** The input **
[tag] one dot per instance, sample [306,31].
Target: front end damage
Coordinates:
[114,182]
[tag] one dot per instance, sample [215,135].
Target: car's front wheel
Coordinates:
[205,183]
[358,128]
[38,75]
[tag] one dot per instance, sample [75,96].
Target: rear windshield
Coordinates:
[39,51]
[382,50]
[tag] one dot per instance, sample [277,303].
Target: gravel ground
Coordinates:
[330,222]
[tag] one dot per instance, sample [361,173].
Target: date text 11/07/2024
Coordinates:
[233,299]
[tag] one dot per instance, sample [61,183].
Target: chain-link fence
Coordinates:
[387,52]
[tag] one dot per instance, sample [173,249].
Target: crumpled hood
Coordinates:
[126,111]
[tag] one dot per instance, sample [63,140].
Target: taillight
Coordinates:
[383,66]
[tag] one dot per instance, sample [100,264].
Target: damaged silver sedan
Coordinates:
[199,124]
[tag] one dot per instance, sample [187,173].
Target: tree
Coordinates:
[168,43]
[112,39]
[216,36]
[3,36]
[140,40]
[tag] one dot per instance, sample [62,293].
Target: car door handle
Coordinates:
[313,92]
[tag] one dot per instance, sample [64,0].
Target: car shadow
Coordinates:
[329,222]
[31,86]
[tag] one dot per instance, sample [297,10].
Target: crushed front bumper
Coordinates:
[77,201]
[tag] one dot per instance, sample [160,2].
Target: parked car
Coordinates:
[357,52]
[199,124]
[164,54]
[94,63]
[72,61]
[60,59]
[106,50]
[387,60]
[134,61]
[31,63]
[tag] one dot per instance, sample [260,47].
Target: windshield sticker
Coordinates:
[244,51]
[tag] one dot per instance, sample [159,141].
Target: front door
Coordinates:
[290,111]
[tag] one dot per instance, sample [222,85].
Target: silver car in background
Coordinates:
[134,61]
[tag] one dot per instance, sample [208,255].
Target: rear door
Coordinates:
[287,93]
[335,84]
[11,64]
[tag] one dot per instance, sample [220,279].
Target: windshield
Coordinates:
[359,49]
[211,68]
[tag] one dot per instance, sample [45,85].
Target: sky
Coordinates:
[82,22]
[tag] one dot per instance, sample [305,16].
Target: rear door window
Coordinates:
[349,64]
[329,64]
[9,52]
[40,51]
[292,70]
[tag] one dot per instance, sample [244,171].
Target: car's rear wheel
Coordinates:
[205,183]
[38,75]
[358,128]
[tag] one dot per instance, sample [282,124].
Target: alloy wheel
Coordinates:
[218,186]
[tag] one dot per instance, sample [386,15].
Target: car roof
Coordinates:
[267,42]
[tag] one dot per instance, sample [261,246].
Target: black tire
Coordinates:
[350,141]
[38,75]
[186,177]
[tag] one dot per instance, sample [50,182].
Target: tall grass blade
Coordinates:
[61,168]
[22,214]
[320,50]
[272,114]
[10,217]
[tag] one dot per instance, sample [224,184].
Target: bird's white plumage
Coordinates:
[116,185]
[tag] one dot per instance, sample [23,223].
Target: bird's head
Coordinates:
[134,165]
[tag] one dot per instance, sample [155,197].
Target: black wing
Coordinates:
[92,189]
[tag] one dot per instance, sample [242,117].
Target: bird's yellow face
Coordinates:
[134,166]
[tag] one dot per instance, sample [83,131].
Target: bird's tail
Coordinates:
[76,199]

** Task objective **
Print all of the items above again word for word, leaving nothing out and changing nothing.

** Finished answer **
[tag] one dot per instance, sample [306,31].
Target: front end damage
Coordinates:
[114,182]
[tag] one dot per instance, sample [215,135].
Target: car's front wheel
Coordinates:
[205,183]
[358,128]
[38,75]
[tag] one dot per instance, sample [75,96].
Target: rear windshield
Coordinates:
[39,51]
[382,50]
[tag] one dot per instance, sample [277,303].
Target: gravel ground
Coordinates:
[330,222]
[tag] one dot per instance, sample [361,173].
Target: date text 11/07/2024
Coordinates:
[233,299]
[tag] one dot per instance, sample [61,183].
Target: chain-link fence
Coordinates:
[387,52]
[tag] one dot per instance, sample [173,249].
Target: crumpled hood
Coordinates:
[126,111]
[tag] one dot per instance, sample [63,140].
Target: taillight
Coordinates:
[383,66]
[tag] one dot per instance, sample [100,264].
Target: damaged silver sedan
Coordinates:
[199,124]
[tag] one dot per instance, sample [187,173].
Target: tree
Coordinates:
[168,43]
[112,39]
[216,36]
[3,36]
[140,40]
[tag] one dot per instance, sample [62,293].
Target: car door handle
Coordinates:
[313,92]
[tag] one dot per instance, sample [64,0].
Target: car shadow
Coordinates:
[329,222]
[31,86]
[tag] one dot per instance, sample [297,10].
Target: crushed front bumper
Coordinates:
[77,201]
[tag] one dot per instance, sample [160,2].
Target: parked car
Coordinates:
[357,52]
[199,124]
[164,54]
[94,63]
[72,61]
[60,59]
[106,50]
[387,60]
[134,61]
[31,63]
[tag] one dot per instance, sample [260,47].
Target: windshield sticker
Coordinates:
[244,51]
[tag] one dot per instance, sample [159,141].
Target: front door
Coordinates:
[290,111]
[tag] one dot per instance, sample [222,85].
Target: silver car in background
Coordinates:
[134,61]
[tag] one dot per instance, sample [208,255].
Target: rear door
Coordinates:
[287,93]
[335,84]
[11,64]
[tag] one dot per instance, sample [220,279].
Target: windshield
Coordinates:
[359,49]
[211,68]
[tag] one dot per instance, sample [45,85].
Target: sky
Coordinates:
[82,22]
[tag] one dot per instance, sample [305,16].
Target: rear door window
Coordinates:
[349,64]
[329,64]
[9,52]
[40,51]
[292,70]
[tag] one dot per instance, sample [244,171].
Target: car's rear wheel
Coordinates:
[205,183]
[38,75]
[358,128]
[tag] one dot per instance, sample [282,124].
Target: alloy wheel
Coordinates:
[218,186]
[tag] one dot per instance, sample [386,15].
Target: car roof
Coordinates:
[267,42]
[tag] one dot per instance, sample [261,246].
Target: black tire
Coordinates:
[350,141]
[38,75]
[186,177]
[tag] one dot per instance, sample [50,182].
Target: tall grass blade
Coordinates:
[61,168]
[22,214]
[320,50]
[272,114]
[10,217]
[tag] one dot per instance, sample [224,184].
Target: bird's white plumage
Coordinates:
[116,185]
[tag] one dot per instance, sample [23,223].
Target: bird's head
Coordinates:
[134,165]
[tag] one dot per instance, sample [155,197].
Target: black wing
Coordinates:
[92,189]
[tag] one dot per instance, sample [242,117].
Target: bird's yellow face
Coordinates:
[134,166]
[tag] one dot per instance, sample [83,131].
Target: bird's tail
Coordinates:
[76,199]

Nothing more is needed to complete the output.